Give back each line of the material below word for word, leaving out the pictures.

————————

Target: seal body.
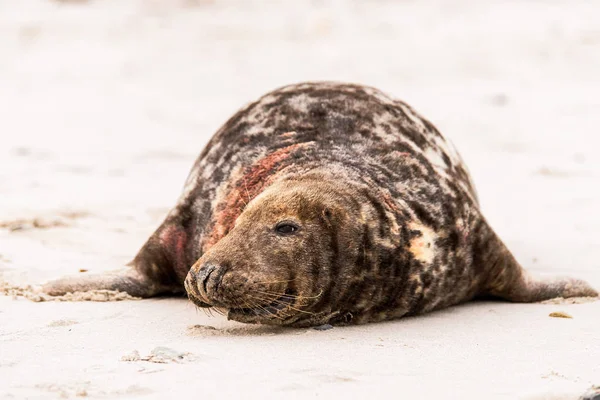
[46,82,597,326]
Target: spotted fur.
[44,82,597,326]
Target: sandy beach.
[0,0,600,400]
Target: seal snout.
[195,263,225,299]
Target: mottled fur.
[48,82,597,326]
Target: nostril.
[197,264,217,293]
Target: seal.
[45,82,598,326]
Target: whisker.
[255,290,323,299]
[248,294,315,316]
[252,279,295,284]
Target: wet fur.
[47,82,597,326]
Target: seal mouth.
[228,289,296,323]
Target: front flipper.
[42,213,194,297]
[42,267,181,297]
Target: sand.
[0,0,600,400]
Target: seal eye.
[275,221,299,236]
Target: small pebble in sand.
[313,324,333,331]
[579,386,600,400]
[548,311,573,318]
[121,346,195,364]
[142,346,193,364]
[121,350,141,361]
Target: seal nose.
[196,263,223,299]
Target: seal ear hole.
[275,221,300,236]
[343,313,354,324]
[321,208,332,226]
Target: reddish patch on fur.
[202,143,306,252]
[158,225,189,276]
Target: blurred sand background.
[0,0,600,400]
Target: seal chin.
[227,291,297,325]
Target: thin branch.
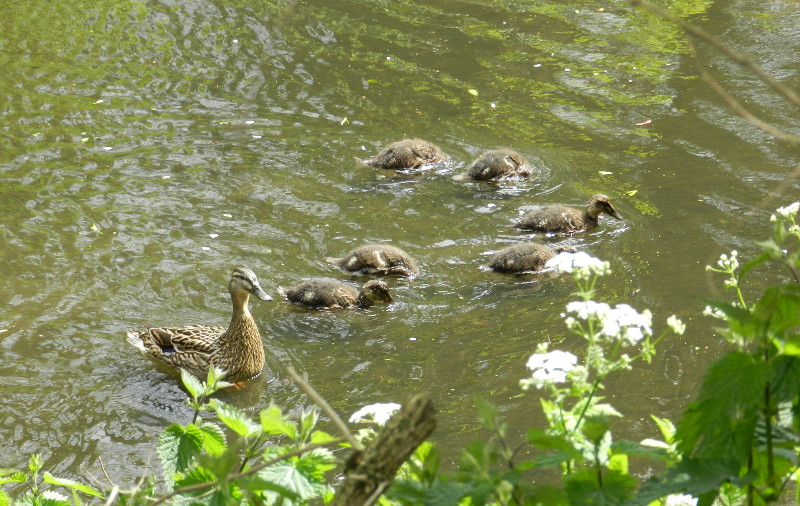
[286,366,363,451]
[151,439,342,506]
[628,0,800,107]
[688,41,800,144]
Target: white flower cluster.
[350,402,401,425]
[567,300,653,346]
[519,350,578,390]
[545,251,611,279]
[770,202,800,221]
[717,250,739,272]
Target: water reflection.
[0,0,800,486]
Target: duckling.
[283,278,392,309]
[364,139,447,170]
[489,243,571,274]
[461,148,531,181]
[514,194,622,234]
[325,244,419,278]
[128,267,272,383]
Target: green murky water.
[0,0,800,481]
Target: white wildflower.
[664,494,697,506]
[545,251,611,278]
[350,402,401,425]
[519,350,578,390]
[667,315,686,336]
[775,202,800,219]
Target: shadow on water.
[0,0,800,479]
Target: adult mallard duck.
[489,243,572,274]
[282,278,392,309]
[459,148,531,181]
[325,244,419,277]
[364,139,447,170]
[128,267,271,383]
[514,194,622,234]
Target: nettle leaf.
[43,472,103,499]
[258,462,317,501]
[209,399,261,437]
[200,423,228,455]
[675,351,770,458]
[260,404,297,441]
[156,424,203,483]
[181,369,205,399]
[0,469,28,485]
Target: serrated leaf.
[181,369,205,399]
[43,472,103,498]
[156,425,203,484]
[258,462,317,501]
[0,469,28,485]
[200,423,228,455]
[259,405,297,441]
[209,399,261,437]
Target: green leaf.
[209,399,261,437]
[156,425,203,484]
[675,351,770,459]
[43,472,104,499]
[258,462,317,501]
[260,404,297,441]
[200,423,227,455]
[181,369,205,399]
[0,469,28,485]
[28,453,44,473]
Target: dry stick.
[628,0,800,107]
[151,439,342,506]
[286,366,363,451]
[687,39,800,144]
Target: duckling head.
[228,267,272,300]
[586,194,622,220]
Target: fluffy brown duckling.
[459,148,531,181]
[128,267,272,383]
[514,194,622,234]
[489,243,571,274]
[283,278,392,309]
[364,139,447,170]
[325,244,419,278]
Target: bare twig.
[688,41,800,144]
[628,0,800,107]
[286,366,362,450]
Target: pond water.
[0,0,800,482]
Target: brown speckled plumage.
[364,139,447,170]
[514,195,622,234]
[283,278,392,309]
[463,149,530,181]
[489,243,567,274]
[325,244,419,277]
[128,267,270,382]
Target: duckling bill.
[283,278,392,309]
[128,267,272,383]
[364,139,447,170]
[514,194,622,234]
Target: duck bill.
[253,285,272,300]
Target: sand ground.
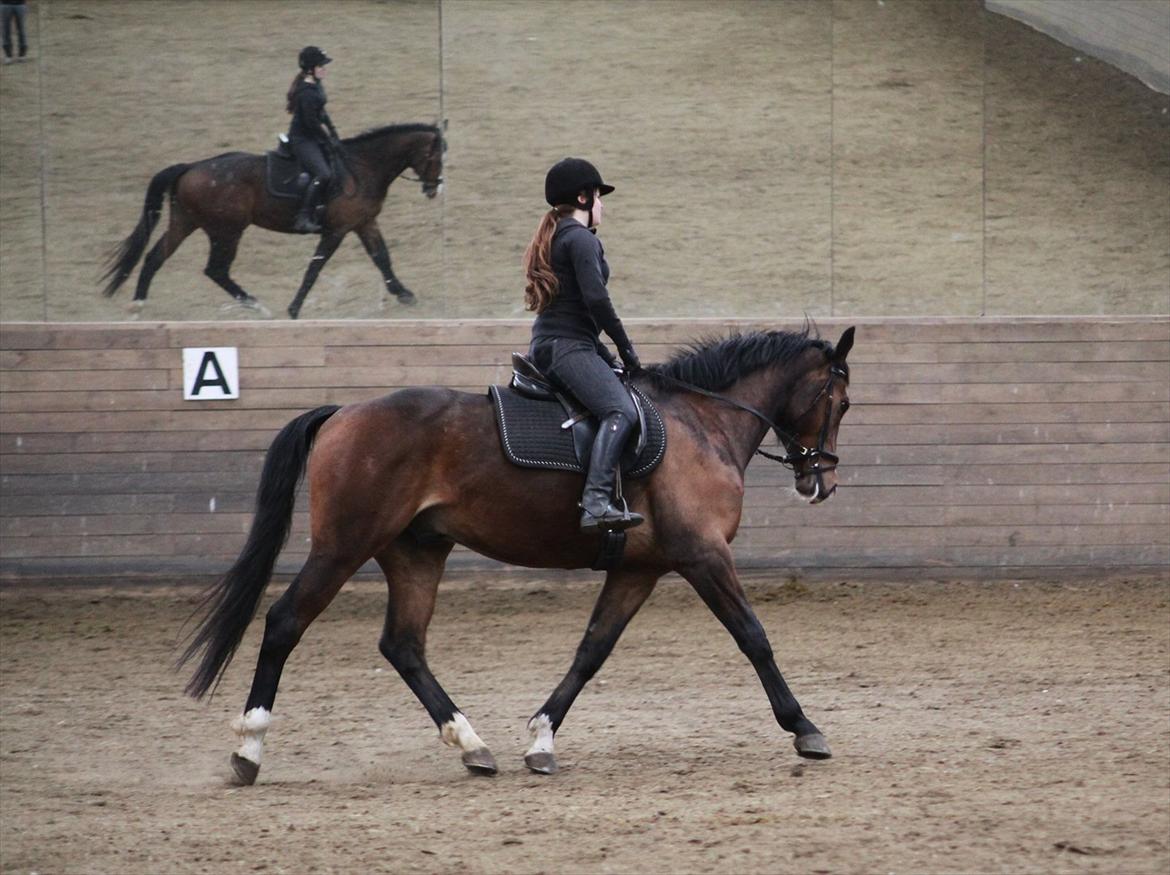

————————

## Exercise output
Target: seal body.
[46,82,597,326]
Target: spotted fur.
[44,82,597,326]
Target: sandy beach.
[0,0,600,400]
Target: seal snout.
[195,263,225,299]
Target: mottled fur.
[48,82,597,326]
Target: nostril.
[197,264,217,293]
Target: seal.
[45,82,598,326]
Target: whisker.
[255,290,323,299]
[248,294,315,316]
[252,279,295,284]
Target: wet fur.
[47,82,597,326]
Target: seal mouth.
[228,289,296,323]
Target: front flipper.
[42,213,194,297]
[42,267,181,297]
Target: sand.
[0,0,600,400]
Target: seal eye.
[275,221,299,236]
Target: small pebble in sand.
[313,324,333,331]
[579,386,600,400]
[548,311,573,318]
[121,346,195,364]
[142,346,193,364]
[121,350,141,361]
Target: seal nose.
[196,263,223,299]
Target: seal ear hole.
[275,221,300,236]
[343,313,354,324]
[321,208,332,226]
Target: reddish patch on fur.
[202,143,306,252]
[158,225,189,276]
Target: blurred sand background.
[0,0,600,400]
Target: seal chin.
[227,291,297,325]
Target: thin branch.
[286,366,363,451]
[151,439,342,506]
[628,0,800,107]
[688,41,800,144]
Target: white flower cluster.
[350,402,401,425]
[567,300,653,346]
[519,350,578,390]
[545,251,611,279]
[770,202,800,221]
[717,250,739,272]
Target: water reflection.
[0,0,800,486]
Target: duckling.
[283,278,392,309]
[364,139,447,170]
[489,243,571,274]
[461,148,531,181]
[514,194,622,234]
[325,244,419,278]
[128,267,272,383]
Target: green murky water.
[0,0,800,481]
Target: white wildflower.
[664,494,697,506]
[545,251,611,278]
[350,402,401,425]
[519,350,578,390]
[667,315,686,336]
[775,202,800,219]
Target: shadow on water.
[0,0,800,479]
Target: adult mallard duck.
[489,243,572,274]
[282,278,392,309]
[459,148,531,181]
[325,244,419,277]
[364,139,447,170]
[128,267,271,383]
[514,194,622,234]
Target: nettle leaf.
[43,472,103,499]
[258,462,317,501]
[209,399,261,437]
[200,423,228,455]
[675,351,770,458]
[260,404,297,441]
[156,424,203,483]
[181,369,205,399]
[0,469,28,485]
Target: serrated leaf.
[181,369,205,399]
[43,472,103,498]
[156,425,203,484]
[258,462,317,501]
[0,469,28,485]
[200,423,228,455]
[259,405,297,441]
[209,399,261,437]
Target: green leaf.
[209,399,261,437]
[156,425,203,484]
[675,351,770,459]
[43,472,104,499]
[258,462,317,501]
[260,404,297,441]
[200,423,227,455]
[181,369,205,399]
[0,469,28,485]
[28,453,44,473]
Target: dry stick.
[628,0,800,107]
[151,439,342,506]
[286,366,363,451]
[687,39,800,144]
Target: duckling head.
[228,267,272,300]
[586,194,622,220]
Target: fluffy brown duckling.
[459,148,531,181]
[128,267,272,383]
[514,194,622,234]
[489,243,571,274]
[283,278,392,309]
[364,139,447,170]
[325,244,419,278]
Target: bare twig.
[688,41,800,144]
[628,0,800,107]
[286,366,362,450]
Target: pond water.
[0,0,800,482]
Target: brown speckled plumage.
[364,139,447,170]
[514,195,622,234]
[283,278,392,309]
[463,149,530,181]
[489,243,567,274]
[325,244,419,277]
[128,267,270,382]
Target: duckling bill.
[283,278,392,309]
[128,267,272,383]
[364,139,447,170]
[514,194,622,234]
Target: duck bill.
[253,285,272,300]
Target: sand ground.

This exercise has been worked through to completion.